Work to complete
In the listing below, copy out the line that contains "Exercise. Point out the forest" and every line after it, through the end of the listing.

^^^^^^^^^^^^^^^^

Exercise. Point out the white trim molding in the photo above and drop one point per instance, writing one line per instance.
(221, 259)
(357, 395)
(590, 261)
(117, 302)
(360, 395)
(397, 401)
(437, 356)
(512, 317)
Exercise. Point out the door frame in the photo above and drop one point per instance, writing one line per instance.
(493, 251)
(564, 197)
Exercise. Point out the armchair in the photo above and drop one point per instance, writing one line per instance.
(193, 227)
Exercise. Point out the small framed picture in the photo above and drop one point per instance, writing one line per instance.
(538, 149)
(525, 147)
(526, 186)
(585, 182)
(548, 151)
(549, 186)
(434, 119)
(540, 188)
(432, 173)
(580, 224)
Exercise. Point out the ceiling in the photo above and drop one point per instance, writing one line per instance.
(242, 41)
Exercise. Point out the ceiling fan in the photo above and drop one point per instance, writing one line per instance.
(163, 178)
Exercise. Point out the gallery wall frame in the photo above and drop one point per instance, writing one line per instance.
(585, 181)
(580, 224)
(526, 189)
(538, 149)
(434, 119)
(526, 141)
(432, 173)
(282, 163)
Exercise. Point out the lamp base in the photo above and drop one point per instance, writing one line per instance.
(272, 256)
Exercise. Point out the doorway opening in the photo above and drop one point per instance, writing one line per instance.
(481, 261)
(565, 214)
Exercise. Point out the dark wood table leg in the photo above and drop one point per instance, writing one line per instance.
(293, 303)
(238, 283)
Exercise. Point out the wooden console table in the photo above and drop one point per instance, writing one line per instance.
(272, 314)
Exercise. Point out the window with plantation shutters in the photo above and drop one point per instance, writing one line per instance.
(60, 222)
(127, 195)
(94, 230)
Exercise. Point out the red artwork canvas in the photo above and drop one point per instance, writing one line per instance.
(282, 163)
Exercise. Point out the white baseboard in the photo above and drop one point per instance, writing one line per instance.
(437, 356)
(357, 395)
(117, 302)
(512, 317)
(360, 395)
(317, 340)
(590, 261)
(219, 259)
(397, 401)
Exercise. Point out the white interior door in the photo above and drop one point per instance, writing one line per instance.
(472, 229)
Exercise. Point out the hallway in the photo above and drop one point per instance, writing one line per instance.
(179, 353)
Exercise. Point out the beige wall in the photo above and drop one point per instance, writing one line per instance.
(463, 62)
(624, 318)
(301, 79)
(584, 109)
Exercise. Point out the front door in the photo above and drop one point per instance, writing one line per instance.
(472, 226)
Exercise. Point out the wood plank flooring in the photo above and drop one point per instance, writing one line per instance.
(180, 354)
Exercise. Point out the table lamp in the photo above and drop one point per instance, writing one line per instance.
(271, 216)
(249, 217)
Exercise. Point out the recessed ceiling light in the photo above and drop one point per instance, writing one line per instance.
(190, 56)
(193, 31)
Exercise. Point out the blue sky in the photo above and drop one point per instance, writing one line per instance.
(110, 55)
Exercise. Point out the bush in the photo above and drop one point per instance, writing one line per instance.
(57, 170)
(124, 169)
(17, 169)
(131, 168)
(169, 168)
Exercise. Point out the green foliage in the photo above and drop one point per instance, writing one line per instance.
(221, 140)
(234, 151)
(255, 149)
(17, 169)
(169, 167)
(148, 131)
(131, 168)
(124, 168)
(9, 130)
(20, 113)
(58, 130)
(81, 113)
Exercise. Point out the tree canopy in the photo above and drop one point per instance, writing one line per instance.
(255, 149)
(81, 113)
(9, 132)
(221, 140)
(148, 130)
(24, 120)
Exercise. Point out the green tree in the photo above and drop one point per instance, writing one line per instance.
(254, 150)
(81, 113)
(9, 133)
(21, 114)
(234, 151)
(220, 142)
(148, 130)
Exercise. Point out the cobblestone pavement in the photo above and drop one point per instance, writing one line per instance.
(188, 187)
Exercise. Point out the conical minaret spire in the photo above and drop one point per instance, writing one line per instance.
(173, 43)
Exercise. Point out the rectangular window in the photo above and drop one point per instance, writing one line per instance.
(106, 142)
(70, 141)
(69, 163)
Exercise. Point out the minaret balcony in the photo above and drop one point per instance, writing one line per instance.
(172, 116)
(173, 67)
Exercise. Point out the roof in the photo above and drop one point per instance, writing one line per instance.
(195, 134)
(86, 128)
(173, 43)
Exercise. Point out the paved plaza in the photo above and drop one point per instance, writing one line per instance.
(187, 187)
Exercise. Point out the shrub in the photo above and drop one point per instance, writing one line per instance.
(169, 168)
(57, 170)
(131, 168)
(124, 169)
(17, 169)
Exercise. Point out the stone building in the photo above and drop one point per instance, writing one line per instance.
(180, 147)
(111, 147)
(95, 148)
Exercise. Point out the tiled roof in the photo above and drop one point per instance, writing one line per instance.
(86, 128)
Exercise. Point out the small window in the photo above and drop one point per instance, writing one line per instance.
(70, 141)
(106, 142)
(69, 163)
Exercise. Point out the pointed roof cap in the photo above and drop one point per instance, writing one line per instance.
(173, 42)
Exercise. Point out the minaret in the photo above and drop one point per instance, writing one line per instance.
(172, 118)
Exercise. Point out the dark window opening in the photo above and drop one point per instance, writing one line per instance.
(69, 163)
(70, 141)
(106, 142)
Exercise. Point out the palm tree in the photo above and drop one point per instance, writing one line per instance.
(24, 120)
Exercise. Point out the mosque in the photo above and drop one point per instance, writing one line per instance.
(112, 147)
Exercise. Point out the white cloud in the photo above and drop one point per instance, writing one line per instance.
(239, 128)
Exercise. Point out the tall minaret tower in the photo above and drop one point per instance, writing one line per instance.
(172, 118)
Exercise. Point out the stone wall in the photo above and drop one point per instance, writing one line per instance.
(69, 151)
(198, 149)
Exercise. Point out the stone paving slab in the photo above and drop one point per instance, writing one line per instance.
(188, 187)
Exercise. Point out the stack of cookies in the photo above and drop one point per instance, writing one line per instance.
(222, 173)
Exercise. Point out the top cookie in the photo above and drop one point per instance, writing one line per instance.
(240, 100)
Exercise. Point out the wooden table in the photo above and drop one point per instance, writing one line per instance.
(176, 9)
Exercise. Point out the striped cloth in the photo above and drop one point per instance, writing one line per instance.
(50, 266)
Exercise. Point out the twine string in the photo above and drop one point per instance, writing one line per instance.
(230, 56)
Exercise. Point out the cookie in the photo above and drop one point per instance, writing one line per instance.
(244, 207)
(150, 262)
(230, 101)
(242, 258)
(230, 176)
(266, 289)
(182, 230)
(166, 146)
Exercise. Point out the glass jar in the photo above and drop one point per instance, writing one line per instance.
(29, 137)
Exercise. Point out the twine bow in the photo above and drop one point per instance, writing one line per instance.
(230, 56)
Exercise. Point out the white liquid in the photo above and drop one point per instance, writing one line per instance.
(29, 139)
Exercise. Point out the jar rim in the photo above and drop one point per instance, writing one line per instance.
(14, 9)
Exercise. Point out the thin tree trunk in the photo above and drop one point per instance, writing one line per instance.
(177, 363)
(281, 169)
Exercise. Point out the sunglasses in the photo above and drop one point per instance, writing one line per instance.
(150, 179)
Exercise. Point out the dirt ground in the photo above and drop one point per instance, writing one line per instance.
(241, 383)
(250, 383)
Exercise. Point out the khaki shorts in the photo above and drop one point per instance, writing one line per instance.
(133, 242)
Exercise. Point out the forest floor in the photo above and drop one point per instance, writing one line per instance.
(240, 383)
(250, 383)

^^^^^^^^^^^^^^^^

Result
Exercise. Point out the forest floor in the photo above and drop one point per instance, writing one line per instance.
(240, 383)
(250, 383)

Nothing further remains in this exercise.